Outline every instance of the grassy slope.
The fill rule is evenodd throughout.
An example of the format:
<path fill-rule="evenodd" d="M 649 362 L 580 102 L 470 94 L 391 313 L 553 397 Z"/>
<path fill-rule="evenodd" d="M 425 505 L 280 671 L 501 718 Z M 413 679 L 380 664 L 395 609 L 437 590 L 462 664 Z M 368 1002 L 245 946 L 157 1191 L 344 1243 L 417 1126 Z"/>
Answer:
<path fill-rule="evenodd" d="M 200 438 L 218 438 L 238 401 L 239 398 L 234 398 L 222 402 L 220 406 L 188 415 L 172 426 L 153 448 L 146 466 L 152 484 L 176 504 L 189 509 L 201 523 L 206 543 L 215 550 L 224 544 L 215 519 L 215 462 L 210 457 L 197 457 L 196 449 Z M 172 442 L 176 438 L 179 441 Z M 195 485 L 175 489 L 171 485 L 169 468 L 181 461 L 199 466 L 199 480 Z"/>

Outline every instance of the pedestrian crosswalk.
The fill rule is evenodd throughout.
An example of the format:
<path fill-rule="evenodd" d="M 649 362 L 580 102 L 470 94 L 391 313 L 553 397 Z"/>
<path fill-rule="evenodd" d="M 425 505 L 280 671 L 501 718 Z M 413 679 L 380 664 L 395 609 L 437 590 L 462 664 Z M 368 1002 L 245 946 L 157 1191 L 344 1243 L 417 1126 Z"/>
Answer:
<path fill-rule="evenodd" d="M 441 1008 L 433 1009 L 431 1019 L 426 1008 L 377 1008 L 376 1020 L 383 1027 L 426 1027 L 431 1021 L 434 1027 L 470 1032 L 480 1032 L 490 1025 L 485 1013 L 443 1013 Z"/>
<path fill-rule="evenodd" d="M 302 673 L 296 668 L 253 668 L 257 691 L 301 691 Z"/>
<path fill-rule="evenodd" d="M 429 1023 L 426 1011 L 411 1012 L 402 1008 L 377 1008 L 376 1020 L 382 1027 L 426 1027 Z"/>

**Your instructions**
Retype the data in full and match it exactly.

**Correct result**
Outline every instance of the grassy slope.
The fill rule is evenodd throughout.
An example of the format:
<path fill-rule="evenodd" d="M 649 362 L 580 102 L 470 94 L 391 313 L 553 397 Z"/>
<path fill-rule="evenodd" d="M 425 505 L 280 671 L 501 718 Z M 413 679 L 380 664 L 395 609 L 437 590 L 462 664 Z M 368 1002 L 245 946 L 157 1191 L 344 1243 L 417 1126 Z"/>
Answer:
<path fill-rule="evenodd" d="M 200 438 L 218 438 L 238 401 L 239 398 L 234 398 L 222 402 L 220 406 L 188 415 L 172 426 L 153 448 L 146 466 L 152 484 L 176 504 L 189 509 L 201 523 L 206 543 L 215 550 L 224 544 L 215 519 L 215 462 L 210 457 L 197 457 L 196 449 Z M 172 442 L 176 438 L 179 441 Z M 195 485 L 175 489 L 171 485 L 169 468 L 181 461 L 199 466 L 199 480 Z"/>

Outline every instance of the pedestrian crosswalk.
The fill rule is evenodd throughout.
An example of the format:
<path fill-rule="evenodd" d="M 649 362 L 580 102 L 470 94 L 391 313 L 553 397 Z"/>
<path fill-rule="evenodd" d="M 425 505 L 280 671 L 501 718 Z M 413 679 L 380 664 L 395 609 L 437 590 L 462 664 Z M 368 1002 L 245 946 L 157 1191 L 344 1243 L 417 1126 Z"/>
Answer:
<path fill-rule="evenodd" d="M 441 1008 L 433 1009 L 431 1019 L 426 1008 L 377 1008 L 376 1020 L 383 1027 L 426 1027 L 431 1021 L 434 1027 L 470 1032 L 480 1032 L 490 1025 L 485 1013 L 443 1013 Z"/>
<path fill-rule="evenodd" d="M 302 673 L 296 668 L 253 668 L 257 691 L 301 691 Z"/>
<path fill-rule="evenodd" d="M 429 1023 L 426 1011 L 411 1012 L 402 1008 L 377 1008 L 376 1020 L 382 1027 L 426 1027 Z"/>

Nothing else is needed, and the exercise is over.